• _Job_: Only the lines from the line holding "orange pants in this photo." through the final line of the entries below are to be returned, exactly as they stand.

• _Material supplied_:
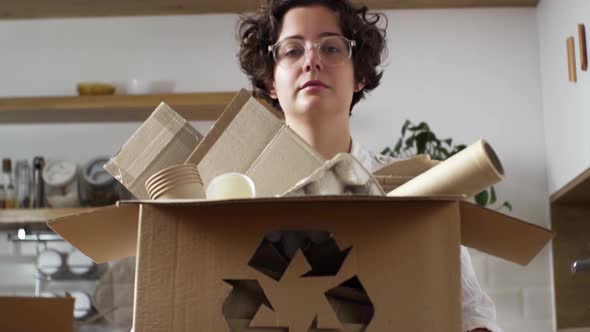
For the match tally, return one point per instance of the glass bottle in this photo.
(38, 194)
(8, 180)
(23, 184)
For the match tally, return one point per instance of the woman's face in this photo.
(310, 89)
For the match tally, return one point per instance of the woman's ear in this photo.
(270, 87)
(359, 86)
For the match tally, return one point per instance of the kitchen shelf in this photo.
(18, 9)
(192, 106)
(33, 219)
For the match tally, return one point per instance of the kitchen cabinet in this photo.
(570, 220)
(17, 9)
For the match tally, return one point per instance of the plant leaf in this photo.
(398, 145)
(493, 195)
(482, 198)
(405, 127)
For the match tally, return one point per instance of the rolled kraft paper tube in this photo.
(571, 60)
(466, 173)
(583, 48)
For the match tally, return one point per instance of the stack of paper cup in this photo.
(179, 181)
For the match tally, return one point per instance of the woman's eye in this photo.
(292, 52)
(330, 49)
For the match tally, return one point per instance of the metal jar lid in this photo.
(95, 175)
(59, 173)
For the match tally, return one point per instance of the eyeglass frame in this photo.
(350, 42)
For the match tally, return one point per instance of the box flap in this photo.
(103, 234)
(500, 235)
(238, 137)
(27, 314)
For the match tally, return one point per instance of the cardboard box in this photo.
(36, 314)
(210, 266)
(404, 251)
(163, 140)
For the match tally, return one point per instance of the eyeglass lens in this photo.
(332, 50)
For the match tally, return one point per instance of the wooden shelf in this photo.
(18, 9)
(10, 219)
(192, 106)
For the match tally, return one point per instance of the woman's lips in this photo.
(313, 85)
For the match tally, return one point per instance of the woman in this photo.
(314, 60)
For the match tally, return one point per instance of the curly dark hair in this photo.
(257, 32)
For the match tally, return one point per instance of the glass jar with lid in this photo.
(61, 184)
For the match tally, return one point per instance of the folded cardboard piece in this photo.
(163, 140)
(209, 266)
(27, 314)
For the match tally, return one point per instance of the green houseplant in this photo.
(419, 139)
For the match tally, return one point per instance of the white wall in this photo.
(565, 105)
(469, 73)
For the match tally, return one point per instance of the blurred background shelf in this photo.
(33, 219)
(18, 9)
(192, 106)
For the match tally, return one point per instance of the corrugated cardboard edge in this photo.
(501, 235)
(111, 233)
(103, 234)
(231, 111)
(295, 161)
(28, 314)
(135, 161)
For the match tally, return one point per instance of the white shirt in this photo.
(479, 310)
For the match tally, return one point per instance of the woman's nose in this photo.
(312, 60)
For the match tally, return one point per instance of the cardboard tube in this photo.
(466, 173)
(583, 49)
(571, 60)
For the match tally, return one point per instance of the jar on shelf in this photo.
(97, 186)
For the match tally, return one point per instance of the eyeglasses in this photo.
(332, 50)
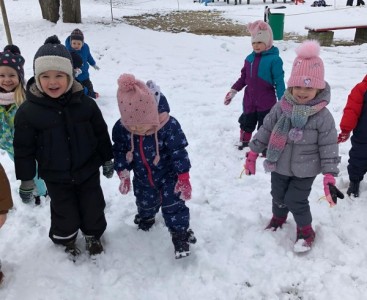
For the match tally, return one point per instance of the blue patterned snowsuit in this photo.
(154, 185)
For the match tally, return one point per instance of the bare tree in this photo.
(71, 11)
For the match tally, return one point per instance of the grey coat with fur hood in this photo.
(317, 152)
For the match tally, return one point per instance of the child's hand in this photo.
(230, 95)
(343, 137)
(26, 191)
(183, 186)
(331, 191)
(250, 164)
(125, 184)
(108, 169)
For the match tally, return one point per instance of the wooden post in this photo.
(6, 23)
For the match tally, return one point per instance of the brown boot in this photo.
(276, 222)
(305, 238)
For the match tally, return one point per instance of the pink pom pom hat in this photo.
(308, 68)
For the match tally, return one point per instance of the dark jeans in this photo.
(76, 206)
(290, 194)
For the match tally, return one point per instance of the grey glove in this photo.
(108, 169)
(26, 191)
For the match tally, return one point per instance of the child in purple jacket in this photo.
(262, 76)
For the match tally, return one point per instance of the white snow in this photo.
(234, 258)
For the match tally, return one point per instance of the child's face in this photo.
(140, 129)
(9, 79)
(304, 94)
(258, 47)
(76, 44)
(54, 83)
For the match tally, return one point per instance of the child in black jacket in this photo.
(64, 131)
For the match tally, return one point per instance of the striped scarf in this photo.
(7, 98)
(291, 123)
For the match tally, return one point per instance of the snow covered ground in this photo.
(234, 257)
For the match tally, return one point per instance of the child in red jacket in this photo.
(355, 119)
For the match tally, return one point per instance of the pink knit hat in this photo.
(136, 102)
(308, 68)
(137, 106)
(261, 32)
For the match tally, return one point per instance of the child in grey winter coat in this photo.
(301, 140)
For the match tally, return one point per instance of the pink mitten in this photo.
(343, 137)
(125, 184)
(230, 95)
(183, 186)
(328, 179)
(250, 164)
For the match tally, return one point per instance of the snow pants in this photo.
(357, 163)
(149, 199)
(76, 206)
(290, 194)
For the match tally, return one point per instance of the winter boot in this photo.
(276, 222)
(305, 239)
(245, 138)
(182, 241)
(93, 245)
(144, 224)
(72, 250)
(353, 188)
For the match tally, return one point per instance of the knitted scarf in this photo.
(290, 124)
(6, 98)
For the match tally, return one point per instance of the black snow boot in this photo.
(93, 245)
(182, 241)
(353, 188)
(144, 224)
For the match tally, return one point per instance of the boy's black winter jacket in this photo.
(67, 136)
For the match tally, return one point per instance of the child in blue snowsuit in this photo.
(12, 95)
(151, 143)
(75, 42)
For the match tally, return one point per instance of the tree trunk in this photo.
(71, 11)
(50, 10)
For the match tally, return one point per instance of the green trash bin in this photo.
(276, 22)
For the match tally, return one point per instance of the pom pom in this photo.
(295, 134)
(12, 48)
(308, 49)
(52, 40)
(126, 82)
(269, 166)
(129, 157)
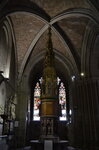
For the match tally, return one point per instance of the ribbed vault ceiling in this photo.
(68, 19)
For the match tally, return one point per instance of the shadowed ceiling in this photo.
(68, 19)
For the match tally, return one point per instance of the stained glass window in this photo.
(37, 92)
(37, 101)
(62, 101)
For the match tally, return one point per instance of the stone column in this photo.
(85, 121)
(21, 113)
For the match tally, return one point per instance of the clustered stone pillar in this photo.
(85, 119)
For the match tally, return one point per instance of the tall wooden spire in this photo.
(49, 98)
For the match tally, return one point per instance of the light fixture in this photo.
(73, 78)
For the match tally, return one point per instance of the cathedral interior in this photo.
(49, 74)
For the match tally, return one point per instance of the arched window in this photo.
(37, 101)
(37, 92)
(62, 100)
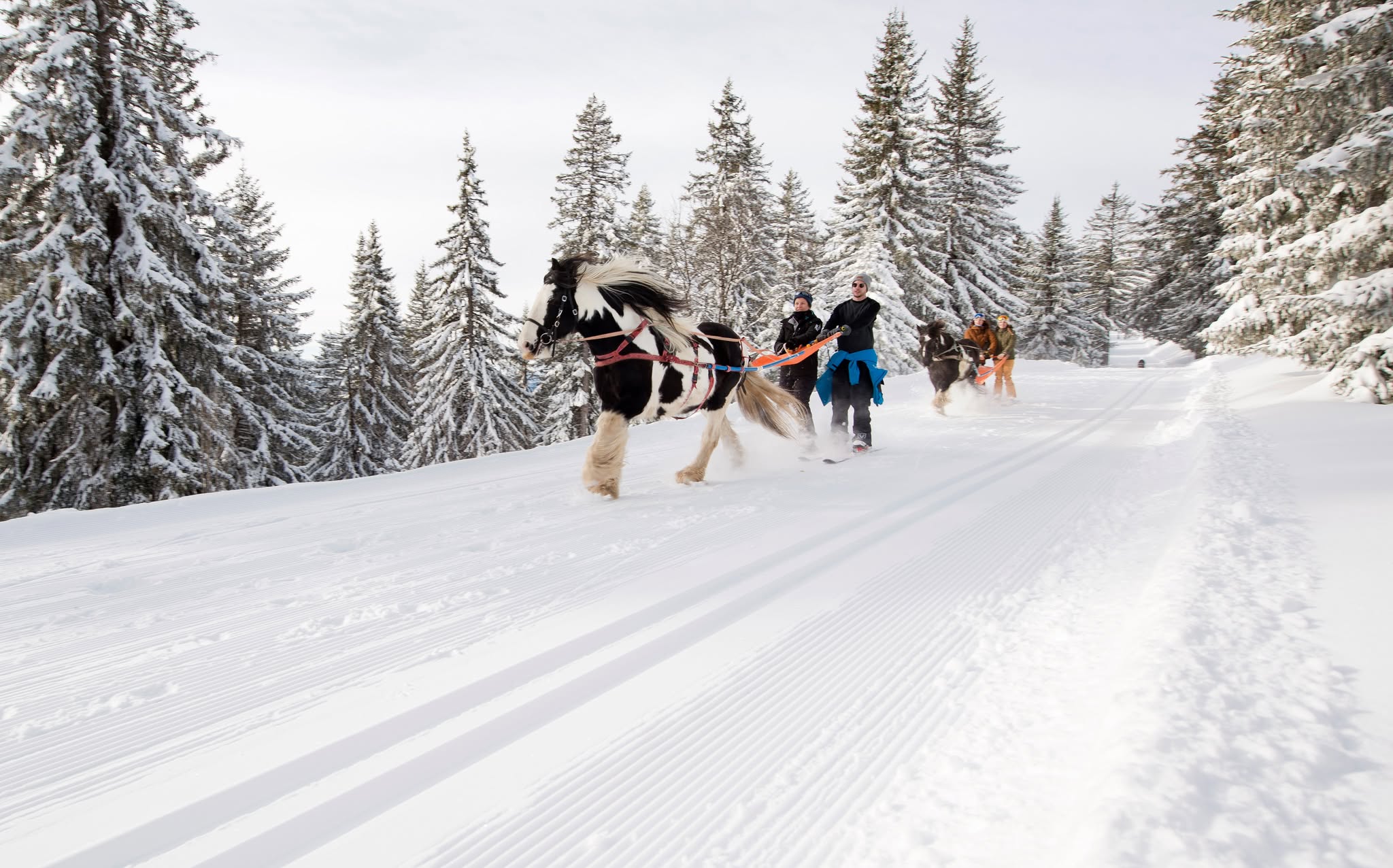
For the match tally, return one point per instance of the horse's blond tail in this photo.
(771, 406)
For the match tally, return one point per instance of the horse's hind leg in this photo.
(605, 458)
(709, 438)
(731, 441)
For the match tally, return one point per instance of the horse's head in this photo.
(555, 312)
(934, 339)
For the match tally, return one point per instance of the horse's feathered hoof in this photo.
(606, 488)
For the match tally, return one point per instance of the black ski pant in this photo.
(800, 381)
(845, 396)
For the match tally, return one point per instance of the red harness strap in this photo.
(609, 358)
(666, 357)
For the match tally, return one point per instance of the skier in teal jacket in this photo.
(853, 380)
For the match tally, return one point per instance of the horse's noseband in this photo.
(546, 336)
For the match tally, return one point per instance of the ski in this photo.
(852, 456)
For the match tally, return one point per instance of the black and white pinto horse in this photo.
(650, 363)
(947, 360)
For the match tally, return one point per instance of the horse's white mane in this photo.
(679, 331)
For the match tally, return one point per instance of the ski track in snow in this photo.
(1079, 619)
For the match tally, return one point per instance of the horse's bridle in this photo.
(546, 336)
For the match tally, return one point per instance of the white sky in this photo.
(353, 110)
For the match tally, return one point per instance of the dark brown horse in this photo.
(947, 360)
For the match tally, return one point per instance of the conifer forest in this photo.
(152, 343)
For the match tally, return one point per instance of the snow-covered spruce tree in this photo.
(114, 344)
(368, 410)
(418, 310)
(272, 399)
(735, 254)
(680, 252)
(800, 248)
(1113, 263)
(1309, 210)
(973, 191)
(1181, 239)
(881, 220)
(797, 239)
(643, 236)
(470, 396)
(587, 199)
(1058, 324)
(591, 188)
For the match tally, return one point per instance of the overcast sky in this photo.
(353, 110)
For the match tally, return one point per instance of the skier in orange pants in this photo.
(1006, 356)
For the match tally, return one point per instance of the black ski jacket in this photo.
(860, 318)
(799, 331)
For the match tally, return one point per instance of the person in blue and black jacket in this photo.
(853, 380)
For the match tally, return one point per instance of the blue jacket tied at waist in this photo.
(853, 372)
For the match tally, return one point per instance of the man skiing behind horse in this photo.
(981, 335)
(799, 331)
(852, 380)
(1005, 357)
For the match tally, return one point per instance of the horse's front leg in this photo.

• _Finished answer_:
For the match tally, return one point per instance of the skier in orange pants in this photo.
(1006, 356)
For the match tally, return one point per instance of the black ski jacket in this photo.
(860, 318)
(799, 331)
For the match tally, return one point per instance of the person in blue and black jacket in this photo.
(853, 380)
For the match tally, return one point per instance of the blue jacket tied at waist in this photo.
(853, 372)
For the match tally, return one point per instance of the man skiing behind horse in this photo.
(981, 335)
(799, 331)
(852, 380)
(1005, 357)
For the match tally, return one point per instance of the horse's front leg in this photo.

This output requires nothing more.